▶ _ACTIVITY_
Retype the records exactly, including every line.

(EXTRACTED RECORDS)

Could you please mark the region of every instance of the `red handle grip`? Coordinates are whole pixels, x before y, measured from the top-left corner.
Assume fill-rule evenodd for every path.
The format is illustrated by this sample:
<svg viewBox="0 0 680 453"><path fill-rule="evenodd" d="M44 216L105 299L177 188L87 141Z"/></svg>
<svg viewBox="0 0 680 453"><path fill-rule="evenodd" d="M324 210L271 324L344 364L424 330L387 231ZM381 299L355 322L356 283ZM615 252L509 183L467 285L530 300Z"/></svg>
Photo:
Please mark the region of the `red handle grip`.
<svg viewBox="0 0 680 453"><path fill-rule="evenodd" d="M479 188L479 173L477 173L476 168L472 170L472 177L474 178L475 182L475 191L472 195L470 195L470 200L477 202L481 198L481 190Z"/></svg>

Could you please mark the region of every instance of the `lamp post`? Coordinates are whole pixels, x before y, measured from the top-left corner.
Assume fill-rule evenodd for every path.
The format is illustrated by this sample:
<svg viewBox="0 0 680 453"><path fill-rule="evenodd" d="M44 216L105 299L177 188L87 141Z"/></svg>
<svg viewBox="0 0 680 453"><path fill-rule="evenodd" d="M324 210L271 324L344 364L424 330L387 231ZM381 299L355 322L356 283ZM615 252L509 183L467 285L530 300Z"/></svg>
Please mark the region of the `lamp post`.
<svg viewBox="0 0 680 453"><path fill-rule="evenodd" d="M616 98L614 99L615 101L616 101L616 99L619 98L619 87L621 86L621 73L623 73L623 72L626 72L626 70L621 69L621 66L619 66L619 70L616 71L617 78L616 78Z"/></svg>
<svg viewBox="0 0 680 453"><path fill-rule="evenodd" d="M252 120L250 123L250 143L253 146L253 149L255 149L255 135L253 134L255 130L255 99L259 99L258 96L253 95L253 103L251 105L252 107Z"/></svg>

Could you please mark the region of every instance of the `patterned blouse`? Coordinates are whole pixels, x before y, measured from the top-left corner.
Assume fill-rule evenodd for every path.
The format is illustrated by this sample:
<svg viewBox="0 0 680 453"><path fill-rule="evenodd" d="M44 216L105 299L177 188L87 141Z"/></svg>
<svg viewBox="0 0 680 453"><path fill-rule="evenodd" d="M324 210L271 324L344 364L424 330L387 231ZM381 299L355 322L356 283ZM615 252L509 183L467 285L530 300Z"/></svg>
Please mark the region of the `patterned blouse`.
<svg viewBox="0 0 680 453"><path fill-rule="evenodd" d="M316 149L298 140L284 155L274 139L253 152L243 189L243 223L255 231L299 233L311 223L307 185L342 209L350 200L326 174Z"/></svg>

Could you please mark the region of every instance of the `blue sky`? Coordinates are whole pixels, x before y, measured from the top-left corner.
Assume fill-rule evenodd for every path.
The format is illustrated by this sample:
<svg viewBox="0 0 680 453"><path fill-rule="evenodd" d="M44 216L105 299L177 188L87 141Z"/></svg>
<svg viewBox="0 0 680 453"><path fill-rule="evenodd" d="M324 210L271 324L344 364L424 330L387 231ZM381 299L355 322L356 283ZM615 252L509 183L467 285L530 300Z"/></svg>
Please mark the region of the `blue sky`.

(End EXTRACTED RECORDS)

▶ _TASK SOLUTION_
Could you please mark the region of every instance of the `red handle grip`? Coordinates are whole pixels, x before y, measured from the top-left corner.
Assume fill-rule evenodd for every path.
The format is illustrated by this sample:
<svg viewBox="0 0 680 453"><path fill-rule="evenodd" d="M44 216L105 299L177 188L87 141Z"/></svg>
<svg viewBox="0 0 680 453"><path fill-rule="evenodd" d="M324 210L271 324L344 364L424 330L387 231ZM381 299L355 322L356 283ZM615 252L509 183L467 285L530 300Z"/></svg>
Photo:
Please mark the region of the `red handle grip`.
<svg viewBox="0 0 680 453"><path fill-rule="evenodd" d="M479 188L479 173L477 173L476 168L472 170L472 177L474 178L475 182L475 191L472 195L470 195L470 200L477 202L481 198L481 190Z"/></svg>

Could you please mark the region of every instance of the `lamp post`? Coordinates are whole pixels, x before y, measured from the top-left corner.
Assume fill-rule evenodd for every path.
The format is illustrated by this sample:
<svg viewBox="0 0 680 453"><path fill-rule="evenodd" d="M44 216L105 299L177 188L87 141Z"/></svg>
<svg viewBox="0 0 680 453"><path fill-rule="evenodd" d="M324 210L271 324L344 364L424 330L387 231ZM381 299L355 322L356 283ZM615 252L509 183L467 285L530 300Z"/></svg>
Please mark the region of the `lamp post`.
<svg viewBox="0 0 680 453"><path fill-rule="evenodd" d="M616 98L614 99L615 101L616 101L616 99L619 98L619 87L621 86L621 73L623 73L623 72L626 72L626 70L621 69L621 66L619 66L619 70L616 71L617 78L616 78Z"/></svg>
<svg viewBox="0 0 680 453"><path fill-rule="evenodd" d="M252 120L250 123L250 143L253 146L253 149L255 149L255 135L253 134L255 130L255 99L259 99L258 96L253 95L253 103L251 105L252 107Z"/></svg>

Could you please mark the region of every instance of the `patterned blouse`? Coordinates are whole pixels, x before y, measured from the top-left corner.
Assume fill-rule evenodd for every path.
The format is illustrated by this sample:
<svg viewBox="0 0 680 453"><path fill-rule="evenodd" d="M44 216L105 299L177 188L87 141Z"/></svg>
<svg viewBox="0 0 680 453"><path fill-rule="evenodd" d="M324 210L271 324L344 364L424 330L387 231ZM381 299L355 322L356 283ZM615 252L509 183L467 285L530 300Z"/></svg>
Please mark the region of the `patterned blouse`.
<svg viewBox="0 0 680 453"><path fill-rule="evenodd" d="M316 149L298 140L284 155L274 139L253 152L243 189L243 223L255 231L299 233L311 223L307 185L342 209L350 200L326 174Z"/></svg>

Could you please mark the region of every instance of the `blue sky`? Coordinates are whole pixels, x before y, measured from the top-left corner.
Assume fill-rule evenodd for every path.
The format is illustrated by this sample:
<svg viewBox="0 0 680 453"><path fill-rule="evenodd" d="M44 216L105 299L177 188L87 141Z"/></svg>
<svg viewBox="0 0 680 453"><path fill-rule="evenodd" d="M324 210L271 324L344 364L424 330L387 231ZM381 299L355 322L356 283ZM615 252L509 183L467 285L530 300Z"/></svg>
Please mark the region of the `blue sky`.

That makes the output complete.